De welzijnseconomie: waar vrije tijd mogelijk wordt
De economische grondslag van het goede leven
Beste mensen,
Vandaag maak ik mijn triptiek over vrije tijd in een duurzame samenleving af. We hebben gezien hoe vrije tijd goed leven en duurzaamheid mogelijk maakt en dat duurzaamheid op zijn beurt het leven ook weer beter maakt.
Maar wat maakt vrije tijd mogelijk?
Vrije tijd is namelijk wel leuk en aardig, maar als meer vrije tijd minder werktijd en dus minder inkomen betekent, zitten daar veel mensen natuurlijk niet op te wachten. Dus de minimum basic income question voor vandaag is: wat zijn de mogelijkheidsvoorwaarden voor meer vrije tijd – oftewel, voor een kortere werkweek? Hoe zou je een samenleving kunnen vormgeven waarin mensen minder werken zonder dat het water hen meteen naar de lippen kruipt?
Welkom terug bij het goede leven allemaal 🌅. Naast deze vraag heb ik ook nog een ‘huishoudelijke’ aankondiging op de agenda staan – die komt op het einde.
Behoud van koopkracht
Wat we dus willen is dat mensen minder kunnen werken, zonder dat ze er – effectief – op achteruit gaan. Dat kan op drie manieren:
Het uurloon kan omhoog
(Essentiele) levenskosten gaan omlaag
Belastingdruk wordt verlicht
Deze onderwerpen worden snel erg technisch wordt en ik heb er (daarom) ook maar beperkt verstand van. Hele nieuwsbrieven kunnen er mee gevuld worden 🎉🎉! Voor vandaag ga ik er echter net genoeg over zeggen om de volgende basale boodschap over te brengen: er is best veel ruimte om potentiële inkomensterugval te voorkomen.

Opdracht en eisen: Kun je uit de tekst over de welzijnseconomie het stuk overtypen dat begint bij "Maar wat maakt" en doorloopt tot en met "op het einde."?

Geselecteerd materiaal:
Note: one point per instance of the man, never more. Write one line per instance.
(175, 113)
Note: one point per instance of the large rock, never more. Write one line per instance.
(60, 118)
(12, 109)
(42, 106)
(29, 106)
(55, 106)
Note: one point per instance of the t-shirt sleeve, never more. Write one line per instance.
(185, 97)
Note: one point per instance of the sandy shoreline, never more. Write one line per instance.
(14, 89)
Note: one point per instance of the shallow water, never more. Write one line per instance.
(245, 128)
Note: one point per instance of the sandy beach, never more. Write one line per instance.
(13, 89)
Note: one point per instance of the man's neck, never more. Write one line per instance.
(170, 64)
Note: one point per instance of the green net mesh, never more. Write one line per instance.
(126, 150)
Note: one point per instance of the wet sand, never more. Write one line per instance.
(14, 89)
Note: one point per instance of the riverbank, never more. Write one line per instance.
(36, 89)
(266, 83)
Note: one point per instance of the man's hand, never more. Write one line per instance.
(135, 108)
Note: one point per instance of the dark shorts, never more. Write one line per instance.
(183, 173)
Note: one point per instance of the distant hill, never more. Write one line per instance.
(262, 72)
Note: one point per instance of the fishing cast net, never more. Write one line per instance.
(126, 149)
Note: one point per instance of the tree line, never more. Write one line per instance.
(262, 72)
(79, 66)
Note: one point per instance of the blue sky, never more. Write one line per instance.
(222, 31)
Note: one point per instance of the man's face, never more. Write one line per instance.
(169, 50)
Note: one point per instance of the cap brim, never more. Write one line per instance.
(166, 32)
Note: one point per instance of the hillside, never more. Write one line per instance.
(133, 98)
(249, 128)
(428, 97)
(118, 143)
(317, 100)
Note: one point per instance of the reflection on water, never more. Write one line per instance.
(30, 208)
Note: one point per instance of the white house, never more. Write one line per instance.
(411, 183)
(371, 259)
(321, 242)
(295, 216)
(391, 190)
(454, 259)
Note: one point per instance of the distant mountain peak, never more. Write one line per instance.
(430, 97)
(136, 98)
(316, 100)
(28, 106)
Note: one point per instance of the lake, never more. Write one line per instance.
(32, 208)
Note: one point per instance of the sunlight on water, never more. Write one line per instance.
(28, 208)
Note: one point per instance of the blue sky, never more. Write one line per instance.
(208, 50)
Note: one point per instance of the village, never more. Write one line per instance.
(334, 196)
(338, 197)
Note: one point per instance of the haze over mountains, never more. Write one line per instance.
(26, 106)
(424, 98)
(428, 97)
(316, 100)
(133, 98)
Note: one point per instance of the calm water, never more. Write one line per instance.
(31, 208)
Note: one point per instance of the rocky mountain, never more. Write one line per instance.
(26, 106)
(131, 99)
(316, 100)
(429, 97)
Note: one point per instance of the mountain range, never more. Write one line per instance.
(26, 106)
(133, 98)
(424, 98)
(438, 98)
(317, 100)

* * *

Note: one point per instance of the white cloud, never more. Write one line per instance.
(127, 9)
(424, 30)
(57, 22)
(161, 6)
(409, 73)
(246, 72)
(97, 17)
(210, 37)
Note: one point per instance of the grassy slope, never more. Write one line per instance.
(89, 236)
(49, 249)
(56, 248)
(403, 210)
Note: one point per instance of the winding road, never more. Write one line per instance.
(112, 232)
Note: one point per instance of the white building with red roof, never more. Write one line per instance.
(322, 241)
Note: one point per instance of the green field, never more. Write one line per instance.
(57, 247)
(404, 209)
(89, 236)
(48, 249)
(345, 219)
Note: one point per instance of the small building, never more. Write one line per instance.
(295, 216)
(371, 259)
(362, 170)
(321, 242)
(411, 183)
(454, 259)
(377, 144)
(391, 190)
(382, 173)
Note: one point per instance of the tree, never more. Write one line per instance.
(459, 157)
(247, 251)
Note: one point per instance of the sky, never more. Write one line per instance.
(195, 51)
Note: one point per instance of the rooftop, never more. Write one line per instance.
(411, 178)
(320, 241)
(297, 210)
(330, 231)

==

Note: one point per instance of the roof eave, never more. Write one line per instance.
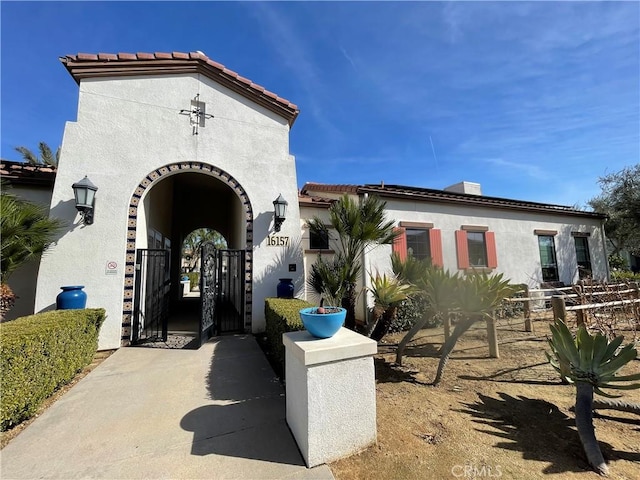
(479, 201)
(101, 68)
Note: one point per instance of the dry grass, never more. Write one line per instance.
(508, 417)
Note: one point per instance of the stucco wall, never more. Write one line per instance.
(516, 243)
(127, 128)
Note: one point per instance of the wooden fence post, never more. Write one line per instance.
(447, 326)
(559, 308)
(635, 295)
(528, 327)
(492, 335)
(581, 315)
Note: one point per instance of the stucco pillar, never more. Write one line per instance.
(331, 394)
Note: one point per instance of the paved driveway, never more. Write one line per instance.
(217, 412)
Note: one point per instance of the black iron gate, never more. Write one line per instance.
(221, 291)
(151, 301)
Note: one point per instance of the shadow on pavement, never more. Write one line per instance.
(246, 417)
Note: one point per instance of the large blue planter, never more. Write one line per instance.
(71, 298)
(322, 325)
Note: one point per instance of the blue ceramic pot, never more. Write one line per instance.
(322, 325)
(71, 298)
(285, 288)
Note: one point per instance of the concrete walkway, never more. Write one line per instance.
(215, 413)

Resultaat hieronder:
Maar wat maakt vrije tijd mogelijk?
Vrije tijd is namelijk wel leuk en aardig, maar als meer vrije tijd minder werktijd en dus minder inkomen betekent, zitten daar veel mensen natuurlijk niet op te wachten. Dus de minimum basic income question voor vandaag is: wat zijn de mogelijkheidsvoorwaarden voor meer vrije tijd – oftewel, voor een kortere werkweek? Hoe zou je een samenleving kunnen vormgeven waarin mensen minder werken zonder dat het water hen meteen naar de lippen kruipt?
Welkom terug bij het goede leven allemaal 🌅. Naast deze vraag heb ik ook nog een ‘huishoudelijke’ aankondiging op de agenda staan – die komt op het einde.